Short exercise: Put the lines from the start of the rows through the line containing "<point>101,41</point>" into a Markdown table with the columns No. and Line, numbering each line and leaving out blank lines.

-- START Given data --

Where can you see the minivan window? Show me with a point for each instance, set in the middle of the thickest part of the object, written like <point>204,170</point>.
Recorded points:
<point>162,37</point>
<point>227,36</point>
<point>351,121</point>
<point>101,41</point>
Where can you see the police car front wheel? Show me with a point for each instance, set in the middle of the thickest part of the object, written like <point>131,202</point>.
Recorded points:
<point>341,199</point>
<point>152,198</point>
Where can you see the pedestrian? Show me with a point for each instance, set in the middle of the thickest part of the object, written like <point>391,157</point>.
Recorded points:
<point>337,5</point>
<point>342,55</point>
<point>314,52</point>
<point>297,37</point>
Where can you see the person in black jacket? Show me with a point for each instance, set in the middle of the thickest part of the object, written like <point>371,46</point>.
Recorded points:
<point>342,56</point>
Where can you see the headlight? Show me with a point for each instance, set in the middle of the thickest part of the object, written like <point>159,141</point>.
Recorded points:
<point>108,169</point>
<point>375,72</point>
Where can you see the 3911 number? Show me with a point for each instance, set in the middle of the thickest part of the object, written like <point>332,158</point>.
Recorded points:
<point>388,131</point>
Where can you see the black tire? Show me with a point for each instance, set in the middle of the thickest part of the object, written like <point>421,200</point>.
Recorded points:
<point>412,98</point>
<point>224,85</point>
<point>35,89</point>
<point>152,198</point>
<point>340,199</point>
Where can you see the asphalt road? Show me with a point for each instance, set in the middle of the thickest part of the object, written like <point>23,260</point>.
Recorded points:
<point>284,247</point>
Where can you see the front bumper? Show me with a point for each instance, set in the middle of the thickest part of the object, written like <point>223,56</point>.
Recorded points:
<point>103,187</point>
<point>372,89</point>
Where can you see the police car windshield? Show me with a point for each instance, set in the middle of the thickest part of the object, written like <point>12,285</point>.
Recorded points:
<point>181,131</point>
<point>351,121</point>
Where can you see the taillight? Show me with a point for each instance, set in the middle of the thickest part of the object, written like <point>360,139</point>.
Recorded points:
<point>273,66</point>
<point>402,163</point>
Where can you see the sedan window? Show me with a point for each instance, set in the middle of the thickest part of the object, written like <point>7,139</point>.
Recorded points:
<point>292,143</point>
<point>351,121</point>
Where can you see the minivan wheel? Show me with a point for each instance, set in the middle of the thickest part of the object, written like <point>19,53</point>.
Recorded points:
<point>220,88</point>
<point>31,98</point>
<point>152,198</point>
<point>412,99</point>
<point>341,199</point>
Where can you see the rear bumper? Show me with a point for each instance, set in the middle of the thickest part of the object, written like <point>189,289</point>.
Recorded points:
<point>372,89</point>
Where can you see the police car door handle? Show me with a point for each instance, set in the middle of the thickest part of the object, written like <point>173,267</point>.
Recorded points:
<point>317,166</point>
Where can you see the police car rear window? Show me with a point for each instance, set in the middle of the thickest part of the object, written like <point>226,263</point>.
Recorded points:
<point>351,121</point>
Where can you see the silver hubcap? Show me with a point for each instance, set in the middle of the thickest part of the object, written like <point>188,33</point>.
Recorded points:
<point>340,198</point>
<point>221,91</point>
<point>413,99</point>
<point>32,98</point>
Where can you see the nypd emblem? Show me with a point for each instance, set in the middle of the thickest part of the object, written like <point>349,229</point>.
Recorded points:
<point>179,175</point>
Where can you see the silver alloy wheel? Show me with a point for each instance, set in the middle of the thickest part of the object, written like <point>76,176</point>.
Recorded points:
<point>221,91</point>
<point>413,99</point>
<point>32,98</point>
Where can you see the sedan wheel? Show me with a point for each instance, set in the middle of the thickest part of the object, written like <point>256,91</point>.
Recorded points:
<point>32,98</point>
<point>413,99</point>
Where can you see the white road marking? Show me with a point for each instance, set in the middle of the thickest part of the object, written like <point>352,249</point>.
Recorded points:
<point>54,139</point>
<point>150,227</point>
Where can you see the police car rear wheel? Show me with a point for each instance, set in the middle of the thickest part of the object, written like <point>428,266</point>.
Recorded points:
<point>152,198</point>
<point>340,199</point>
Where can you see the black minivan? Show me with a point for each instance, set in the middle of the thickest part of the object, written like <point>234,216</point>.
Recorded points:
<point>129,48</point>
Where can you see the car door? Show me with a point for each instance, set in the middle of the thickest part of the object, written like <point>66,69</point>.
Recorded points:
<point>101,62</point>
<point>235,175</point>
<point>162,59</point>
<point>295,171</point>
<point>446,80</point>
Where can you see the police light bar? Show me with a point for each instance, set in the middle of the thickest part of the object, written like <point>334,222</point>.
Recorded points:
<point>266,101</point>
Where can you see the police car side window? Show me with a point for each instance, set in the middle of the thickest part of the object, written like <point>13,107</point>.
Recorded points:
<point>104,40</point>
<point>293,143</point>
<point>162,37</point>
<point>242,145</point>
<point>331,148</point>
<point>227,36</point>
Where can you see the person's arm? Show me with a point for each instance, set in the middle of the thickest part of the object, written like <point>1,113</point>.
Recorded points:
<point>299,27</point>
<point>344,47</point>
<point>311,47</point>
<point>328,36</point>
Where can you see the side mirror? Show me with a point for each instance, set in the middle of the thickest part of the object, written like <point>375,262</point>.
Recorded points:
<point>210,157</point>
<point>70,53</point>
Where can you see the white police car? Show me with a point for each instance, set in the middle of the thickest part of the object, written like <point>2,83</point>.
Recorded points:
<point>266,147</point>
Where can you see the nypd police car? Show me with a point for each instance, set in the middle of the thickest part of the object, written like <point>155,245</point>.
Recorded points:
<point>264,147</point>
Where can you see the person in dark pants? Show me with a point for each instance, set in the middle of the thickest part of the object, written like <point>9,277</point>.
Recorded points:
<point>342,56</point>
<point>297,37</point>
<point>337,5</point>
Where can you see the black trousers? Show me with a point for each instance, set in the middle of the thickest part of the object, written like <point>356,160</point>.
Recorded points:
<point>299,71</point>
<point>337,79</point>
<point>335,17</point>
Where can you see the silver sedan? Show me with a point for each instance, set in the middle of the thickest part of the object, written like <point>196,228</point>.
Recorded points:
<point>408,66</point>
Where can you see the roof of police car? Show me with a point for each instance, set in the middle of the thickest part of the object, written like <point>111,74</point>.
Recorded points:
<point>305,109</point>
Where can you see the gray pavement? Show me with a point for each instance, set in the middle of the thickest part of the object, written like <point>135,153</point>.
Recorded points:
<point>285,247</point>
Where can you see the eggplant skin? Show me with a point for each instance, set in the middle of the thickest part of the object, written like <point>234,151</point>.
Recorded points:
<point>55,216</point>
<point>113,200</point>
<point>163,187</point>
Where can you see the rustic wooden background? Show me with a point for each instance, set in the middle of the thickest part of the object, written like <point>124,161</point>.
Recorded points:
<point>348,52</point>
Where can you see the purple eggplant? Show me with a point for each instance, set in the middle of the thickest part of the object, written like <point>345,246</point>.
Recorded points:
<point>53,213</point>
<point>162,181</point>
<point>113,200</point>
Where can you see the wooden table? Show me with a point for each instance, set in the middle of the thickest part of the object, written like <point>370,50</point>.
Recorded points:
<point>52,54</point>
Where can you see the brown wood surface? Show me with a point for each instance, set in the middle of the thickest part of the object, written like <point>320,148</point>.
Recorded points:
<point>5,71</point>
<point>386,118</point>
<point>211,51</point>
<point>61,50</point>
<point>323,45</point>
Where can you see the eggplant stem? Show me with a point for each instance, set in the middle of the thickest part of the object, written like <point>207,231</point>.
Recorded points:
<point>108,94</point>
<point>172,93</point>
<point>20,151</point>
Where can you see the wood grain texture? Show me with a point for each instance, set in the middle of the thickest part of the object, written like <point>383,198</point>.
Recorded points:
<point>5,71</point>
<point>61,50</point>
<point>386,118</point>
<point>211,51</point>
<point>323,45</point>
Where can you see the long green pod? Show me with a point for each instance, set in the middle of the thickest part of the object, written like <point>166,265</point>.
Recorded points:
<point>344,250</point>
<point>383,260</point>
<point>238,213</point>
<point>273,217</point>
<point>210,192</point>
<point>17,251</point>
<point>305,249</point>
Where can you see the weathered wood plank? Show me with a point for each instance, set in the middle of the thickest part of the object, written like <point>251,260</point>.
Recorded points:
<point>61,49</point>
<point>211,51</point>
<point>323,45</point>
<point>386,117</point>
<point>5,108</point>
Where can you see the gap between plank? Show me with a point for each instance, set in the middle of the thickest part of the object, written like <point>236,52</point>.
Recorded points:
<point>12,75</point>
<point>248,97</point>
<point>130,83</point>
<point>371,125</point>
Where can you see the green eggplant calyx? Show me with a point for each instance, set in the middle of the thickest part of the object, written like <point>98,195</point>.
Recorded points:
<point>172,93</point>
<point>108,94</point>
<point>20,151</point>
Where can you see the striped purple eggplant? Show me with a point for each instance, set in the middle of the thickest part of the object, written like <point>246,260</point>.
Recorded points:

-- END Given data --

Output for this task:
| No. | Line |
|---|---|
| 1 | Where can you see the minivan window? Show me with a point for each instance, set in the middle of the thickest part of the object, written like <point>204,170</point>. |
| 2 | Recorded points: |
| 3 | <point>162,37</point> |
| 4 | <point>227,36</point> |
| 5 | <point>351,121</point> |
| 6 | <point>101,41</point> |